+++ Record extracts

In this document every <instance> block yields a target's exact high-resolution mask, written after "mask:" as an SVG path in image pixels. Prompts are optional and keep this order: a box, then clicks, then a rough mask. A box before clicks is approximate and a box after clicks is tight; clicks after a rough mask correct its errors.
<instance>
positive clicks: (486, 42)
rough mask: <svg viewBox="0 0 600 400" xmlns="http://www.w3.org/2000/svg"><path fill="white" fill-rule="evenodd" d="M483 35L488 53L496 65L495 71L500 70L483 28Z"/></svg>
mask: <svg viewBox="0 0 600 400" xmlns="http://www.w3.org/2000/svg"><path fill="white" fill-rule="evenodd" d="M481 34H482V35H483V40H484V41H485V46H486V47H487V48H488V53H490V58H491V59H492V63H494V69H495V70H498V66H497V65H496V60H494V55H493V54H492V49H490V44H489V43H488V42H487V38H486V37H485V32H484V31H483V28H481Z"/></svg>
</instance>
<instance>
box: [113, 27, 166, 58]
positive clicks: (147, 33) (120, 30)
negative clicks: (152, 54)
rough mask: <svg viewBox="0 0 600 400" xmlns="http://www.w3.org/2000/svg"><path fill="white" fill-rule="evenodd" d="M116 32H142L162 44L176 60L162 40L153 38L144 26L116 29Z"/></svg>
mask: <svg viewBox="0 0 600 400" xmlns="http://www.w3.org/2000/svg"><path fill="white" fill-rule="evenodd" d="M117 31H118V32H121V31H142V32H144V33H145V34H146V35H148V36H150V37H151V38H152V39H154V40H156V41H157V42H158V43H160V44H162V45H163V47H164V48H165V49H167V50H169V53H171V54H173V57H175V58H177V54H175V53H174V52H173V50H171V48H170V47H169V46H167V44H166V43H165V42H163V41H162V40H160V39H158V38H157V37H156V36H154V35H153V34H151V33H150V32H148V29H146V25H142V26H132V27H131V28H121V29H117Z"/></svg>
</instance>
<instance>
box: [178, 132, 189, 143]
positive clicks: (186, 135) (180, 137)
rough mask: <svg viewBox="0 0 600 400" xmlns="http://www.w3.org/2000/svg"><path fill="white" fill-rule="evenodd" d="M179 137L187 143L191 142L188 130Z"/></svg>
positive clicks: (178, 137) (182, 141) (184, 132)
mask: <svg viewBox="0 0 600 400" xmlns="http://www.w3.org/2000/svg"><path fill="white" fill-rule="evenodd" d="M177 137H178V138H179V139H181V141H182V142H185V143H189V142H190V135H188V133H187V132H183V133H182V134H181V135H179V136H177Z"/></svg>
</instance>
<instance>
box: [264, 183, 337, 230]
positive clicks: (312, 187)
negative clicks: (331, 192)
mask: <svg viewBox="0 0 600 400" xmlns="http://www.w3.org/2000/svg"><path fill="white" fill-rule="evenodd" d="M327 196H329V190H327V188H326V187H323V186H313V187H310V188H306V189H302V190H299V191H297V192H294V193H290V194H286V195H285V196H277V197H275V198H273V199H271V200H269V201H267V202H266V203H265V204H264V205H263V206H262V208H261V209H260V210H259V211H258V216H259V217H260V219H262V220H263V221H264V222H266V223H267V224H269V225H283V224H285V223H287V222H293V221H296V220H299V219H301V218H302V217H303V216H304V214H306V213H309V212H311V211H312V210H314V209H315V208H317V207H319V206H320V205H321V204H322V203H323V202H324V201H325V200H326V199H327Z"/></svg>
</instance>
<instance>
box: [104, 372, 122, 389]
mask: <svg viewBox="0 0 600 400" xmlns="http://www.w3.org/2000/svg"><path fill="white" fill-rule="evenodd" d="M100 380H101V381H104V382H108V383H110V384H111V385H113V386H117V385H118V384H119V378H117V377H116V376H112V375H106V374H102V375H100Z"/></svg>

++++++

• Work to be completed:
No line may be left out; the records are to be transcribed in full.

• Your response:
In this document every <instance> block yields a target's exact high-resolution mask, written after "mask:" as an SVG path in image pixels. Prompts are optional and keep this order: a box, then clicks, then a rough mask. A box before clicks is approximate and a box after clicks is tight; clicks after a rough mask correct its errors.
<instance>
positive clicks: (486, 42)
rough mask: <svg viewBox="0 0 600 400" xmlns="http://www.w3.org/2000/svg"><path fill="white" fill-rule="evenodd" d="M483 35L488 53L496 65L495 71L500 70L483 28Z"/></svg>
mask: <svg viewBox="0 0 600 400" xmlns="http://www.w3.org/2000/svg"><path fill="white" fill-rule="evenodd" d="M481 34H482V35H483V40H484V41H485V46H486V47H487V48H488V53H490V58H491V59H492V63H494V69H495V70H498V66H497V65H496V60H494V55H493V54H492V49H490V44H489V43H488V42H487V38H486V37H485V32H484V31H483V28H481Z"/></svg>
</instance>
<instance>
box: [113, 27, 166, 58]
positive clicks: (147, 33) (120, 30)
negative clicks: (152, 54)
rough mask: <svg viewBox="0 0 600 400" xmlns="http://www.w3.org/2000/svg"><path fill="white" fill-rule="evenodd" d="M116 32H142L162 44L176 60L162 40L153 38L144 26L116 29Z"/></svg>
mask: <svg viewBox="0 0 600 400" xmlns="http://www.w3.org/2000/svg"><path fill="white" fill-rule="evenodd" d="M117 31H118V32H121V31H142V32H144V33H145V34H146V35H148V36H150V37H151V38H152V39H154V40H156V41H157V42H158V43H160V44H162V45H163V47H164V48H165V49H167V50H169V53H171V54H173V57H175V58H177V54H175V53H174V52H173V50H171V48H170V47H169V46H167V44H166V43H165V42H163V41H162V40H160V39H158V38H157V37H156V36H154V35H153V34H151V33H150V32H148V29H146V25H142V26H132V27H131V28H121V29H117Z"/></svg>
</instance>
<instance>
box: [178, 132, 189, 143]
positive clicks: (186, 135) (180, 137)
rough mask: <svg viewBox="0 0 600 400" xmlns="http://www.w3.org/2000/svg"><path fill="white" fill-rule="evenodd" d="M179 137L187 143L191 142L188 130Z"/></svg>
positive clicks: (178, 137) (182, 141) (184, 132)
mask: <svg viewBox="0 0 600 400" xmlns="http://www.w3.org/2000/svg"><path fill="white" fill-rule="evenodd" d="M177 137H178V138H179V139H181V141H182V142H185V143H189V142H190V135H188V133H187V132H183V133H182V134H181V135H179V136H177Z"/></svg>
</instance>
<instance>
box: [264, 183, 337, 230]
positive clicks: (312, 187)
negative clicks: (331, 192)
mask: <svg viewBox="0 0 600 400" xmlns="http://www.w3.org/2000/svg"><path fill="white" fill-rule="evenodd" d="M327 196H329V190H327V188H326V187H323V186H313V187H310V188H306V189H302V190H299V191H297V192H294V193H290V194H286V195H285V196H277V197H275V198H273V199H271V200H269V201H267V202H266V203H265V204H264V205H263V206H262V208H261V209H260V210H259V211H258V216H259V217H260V219H262V220H263V221H264V222H266V223H267V224H269V225H283V224H285V223H287V222H293V221H296V220H299V219H301V218H302V217H303V216H304V214H306V213H309V212H311V211H312V210H314V209H315V208H317V207H319V206H320V205H321V204H322V203H323V202H324V201H325V200H326V199H327Z"/></svg>
</instance>
<instance>
box: [104, 372, 122, 389]
mask: <svg viewBox="0 0 600 400" xmlns="http://www.w3.org/2000/svg"><path fill="white" fill-rule="evenodd" d="M100 380H101V381H104V382H108V383H110V384H111V385H113V386H117V385H118V384H119V378H117V377H116V376H112V375H106V374H102V375H100Z"/></svg>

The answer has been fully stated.